--- START ---
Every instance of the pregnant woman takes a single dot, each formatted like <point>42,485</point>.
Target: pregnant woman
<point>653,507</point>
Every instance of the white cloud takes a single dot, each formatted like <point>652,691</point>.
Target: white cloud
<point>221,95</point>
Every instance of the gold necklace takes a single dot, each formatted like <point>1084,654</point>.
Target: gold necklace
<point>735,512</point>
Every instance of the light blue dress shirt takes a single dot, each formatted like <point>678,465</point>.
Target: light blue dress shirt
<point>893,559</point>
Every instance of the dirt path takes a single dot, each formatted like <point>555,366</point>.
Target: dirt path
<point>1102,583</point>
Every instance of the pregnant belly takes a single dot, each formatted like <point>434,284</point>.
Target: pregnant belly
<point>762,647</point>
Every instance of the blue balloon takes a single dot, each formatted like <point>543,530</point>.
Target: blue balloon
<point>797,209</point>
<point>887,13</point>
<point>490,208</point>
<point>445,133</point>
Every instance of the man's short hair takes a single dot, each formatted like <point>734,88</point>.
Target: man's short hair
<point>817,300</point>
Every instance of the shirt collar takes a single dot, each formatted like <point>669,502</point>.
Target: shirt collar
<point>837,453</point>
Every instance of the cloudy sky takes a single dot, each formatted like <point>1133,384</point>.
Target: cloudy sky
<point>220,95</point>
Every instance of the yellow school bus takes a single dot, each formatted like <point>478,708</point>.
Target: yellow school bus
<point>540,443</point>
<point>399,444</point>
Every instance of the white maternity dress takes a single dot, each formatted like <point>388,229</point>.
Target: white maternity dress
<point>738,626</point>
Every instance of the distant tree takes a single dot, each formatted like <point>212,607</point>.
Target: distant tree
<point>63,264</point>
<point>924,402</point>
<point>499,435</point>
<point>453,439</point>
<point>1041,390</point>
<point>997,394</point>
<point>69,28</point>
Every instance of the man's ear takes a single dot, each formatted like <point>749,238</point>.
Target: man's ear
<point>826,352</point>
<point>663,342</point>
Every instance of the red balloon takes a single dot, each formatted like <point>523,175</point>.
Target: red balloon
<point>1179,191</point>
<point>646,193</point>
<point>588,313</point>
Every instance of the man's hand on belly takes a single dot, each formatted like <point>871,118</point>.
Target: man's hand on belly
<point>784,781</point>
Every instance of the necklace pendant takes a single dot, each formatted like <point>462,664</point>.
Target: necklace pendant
--- END ---
**WHAT THIS TASK INVOLVES**. All of the data should be retyped exactly.

**WRITTEN SOLUTION**.
Every instance of the pregnant woman takes a single dot, each formatted like <point>42,485</point>.
Target: pregnant woman
<point>653,507</point>
Every instance of the white cloud takes a single dot, each formatted like <point>652,691</point>.
Target: white cloud
<point>221,95</point>
Every instance of the gold necklace takes a single dot, each formatted like <point>1084,654</point>.
Target: gold necklace
<point>735,512</point>
Every instance of the light blue dress shirt takes a single dot, each formatted like <point>678,465</point>.
Target: light blue dress shirt
<point>893,559</point>
Every instance of the dirt path takes a single dot, each formatted like <point>555,366</point>.
Target: dirt path
<point>1102,583</point>
Every instance of the pregnant belly takes a single dot, each formatted like <point>434,284</point>.
Target: pregnant belly
<point>762,647</point>
Every instance of the blue balloon takes a single dot, each formatted like <point>543,530</point>.
Target: blue balloon
<point>797,209</point>
<point>887,13</point>
<point>490,208</point>
<point>445,133</point>
Every instance of the man's short hair takes a single dot, each formatted like <point>734,88</point>.
Target: man's short hair
<point>817,300</point>
Every instance of the shirt collar takes a single dot, each formatted like <point>669,502</point>.
Target: shirt collar
<point>837,453</point>
Every instance of the cloudy sky takes a single dot, each formatted like <point>1133,384</point>.
Target: cloudy sky
<point>220,95</point>
Every instance of the yellow school bus takes a single dot, each formatted like <point>478,708</point>.
Target: yellow school bus
<point>540,443</point>
<point>399,444</point>
Every instance of the white maternity dress takes a single dot, each formatted like <point>388,229</point>.
Target: white maternity dress
<point>738,626</point>
Every instance of the distant tree takes a single dot, each formatted like <point>212,607</point>.
Target: distant tree
<point>63,264</point>
<point>924,402</point>
<point>499,435</point>
<point>453,439</point>
<point>1041,390</point>
<point>997,394</point>
<point>69,28</point>
Every instance of the man's ear takes a single dot, each formatted like <point>749,238</point>.
Target: man's ear
<point>826,352</point>
<point>663,342</point>
Every instance of the red balloon takes a single dot, each formatted like <point>523,175</point>.
Target: red balloon
<point>1179,191</point>
<point>646,193</point>
<point>588,313</point>
Every instance of the man's hand on belly takes a single dot, each formatted like <point>871,118</point>.
Target: man's hand on belly
<point>784,781</point>
Every instance of the necklace pendant takes a single dot, each formatted like <point>462,664</point>.
Target: necklace pendant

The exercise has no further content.